[Text block]:
------------
The transition of economic systems to new business conditions related to the development of the digital economy has made it urgent to develop and introduce new approaches to the management of modernization of industrial facilities into scientific and practical activities. The article aims to systematize the critical trends of Industry 4.0 in the Russian economy and designate further trajectories of its development. The article identifies groups of crucial characteristics of enterprises of Industry 4.0: tangible and intangible resources, organizational structure, information systems, organization culture. For each group, business processes' specificity is structured concerning such functional areas as development, production, logistics, maintenance, marketing, and sales. The trends of digital transformations for macro and mesoscale economies are described. The study made it possible to systematize the structural components of Industry 4.0 by blocks: material and non-material resources, information system, organizational structure, organizational culture; of which the latter is decisive in the direction of development of other components. It was found that cooperative ties in the implementation of technological innovations, as the basis for the formation of open business models and open innovations, are not considered as a significant factor of innovative activity in industry and, accordingly, are weakly expressed Based on the analysis, the possible directions of changes in economic systems' digitalization to increase their efficiency and adaptability are identified.
Keywords: Business processdigital economyeconomic systemindustry 40micro and mesoscale management
One of the large-scale and in-depth studies of Industry 4.0 is the acatech project of the National Academy of Sciences and Technology of Germany, which systematizes the results of studying the industrial value chain to determine the current level of readiness of industrial enterprises and national economies in general for the fourth industrial revolution, as well as identify strategic trajectories subsequent innovative development and digital transformation. According to the reports of the expert group, at the micro-level of management, the specifics of the implementation of Industry 4.0 is determined, first of all, by the organizational structure formed by four structural areas: material and intangible resources, information systems, organizational structure and organizational culture, each of which has its own stage of maturity of Industry 4.0. Noteworthy is the fact that in the acatech research methodology, significant importance in the transition to Industry 4.0 is paid to the change in corporate culture.
------------
[Stored records]:

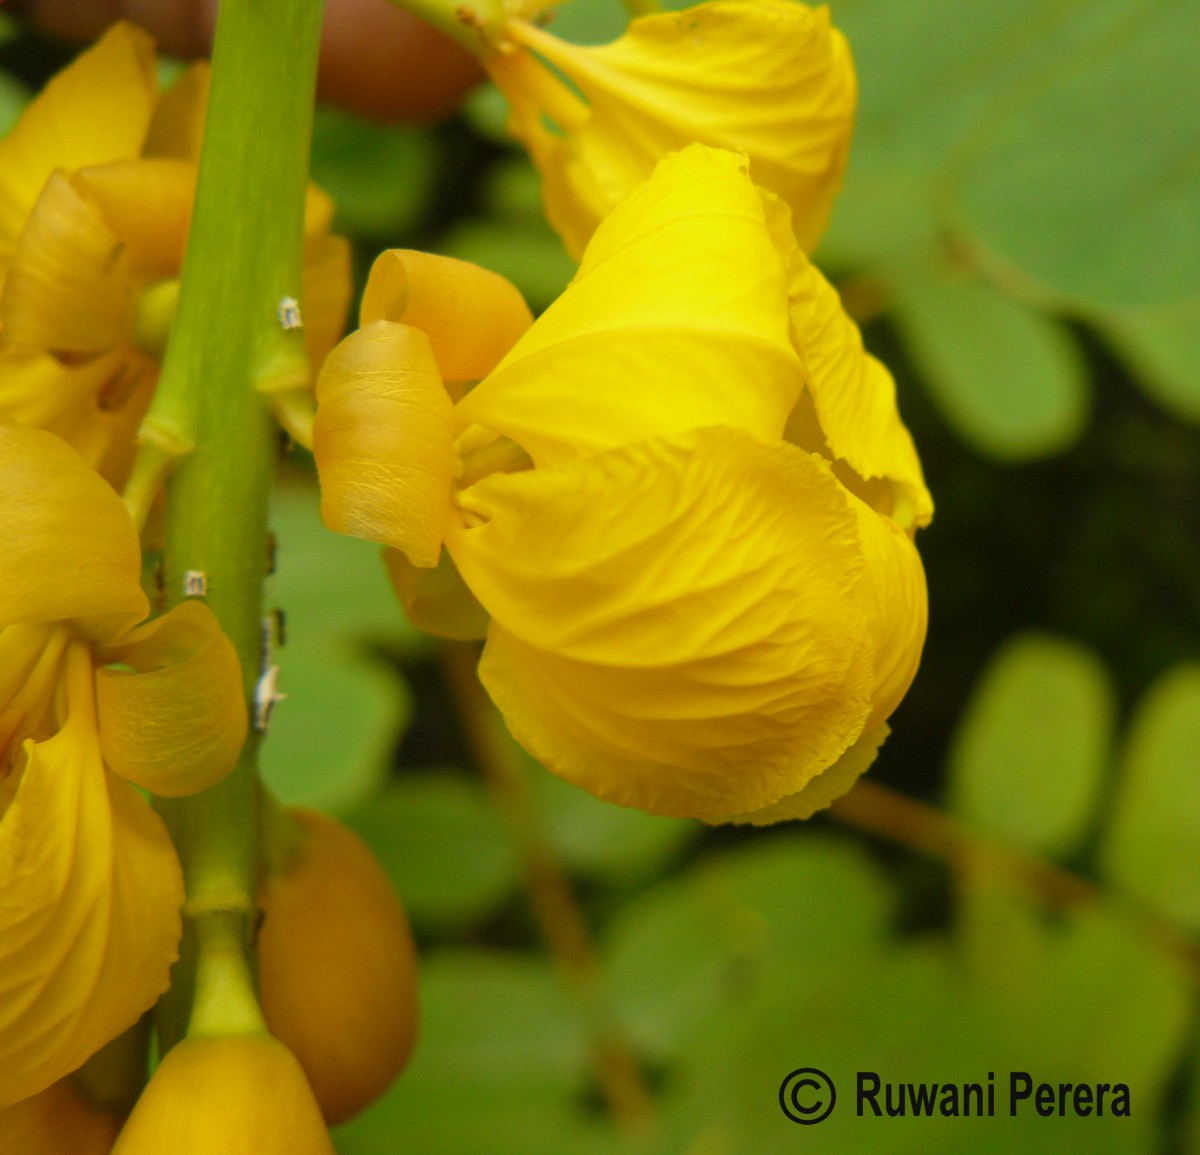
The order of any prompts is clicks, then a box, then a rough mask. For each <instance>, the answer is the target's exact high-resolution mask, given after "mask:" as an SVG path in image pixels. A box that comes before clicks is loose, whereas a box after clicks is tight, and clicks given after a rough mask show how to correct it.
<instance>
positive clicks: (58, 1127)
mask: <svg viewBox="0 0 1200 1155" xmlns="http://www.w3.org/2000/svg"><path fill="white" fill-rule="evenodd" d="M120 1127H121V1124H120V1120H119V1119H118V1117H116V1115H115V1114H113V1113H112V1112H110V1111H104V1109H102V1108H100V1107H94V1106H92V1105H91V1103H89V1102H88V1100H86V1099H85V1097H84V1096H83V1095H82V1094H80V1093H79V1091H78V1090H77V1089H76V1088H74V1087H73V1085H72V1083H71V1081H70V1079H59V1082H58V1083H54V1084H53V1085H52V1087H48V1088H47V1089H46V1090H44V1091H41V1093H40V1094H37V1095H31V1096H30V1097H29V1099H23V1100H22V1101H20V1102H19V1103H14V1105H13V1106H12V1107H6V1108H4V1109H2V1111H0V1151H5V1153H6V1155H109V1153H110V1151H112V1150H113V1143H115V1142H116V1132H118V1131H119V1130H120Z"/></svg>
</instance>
------------
Render this sentence from the Industry 4.0 text into Spanish: "The article aims to systematize the critical trends of Industry 4.0 in the Russian economy and designate further trajectories of its development."

[Completed exercise]:
El artículo tiene como objetivo sistematizar las tendencias críticas de la Industria 4.0 en la economía rusa y señalar las trayectorias futuras de su desarrollo.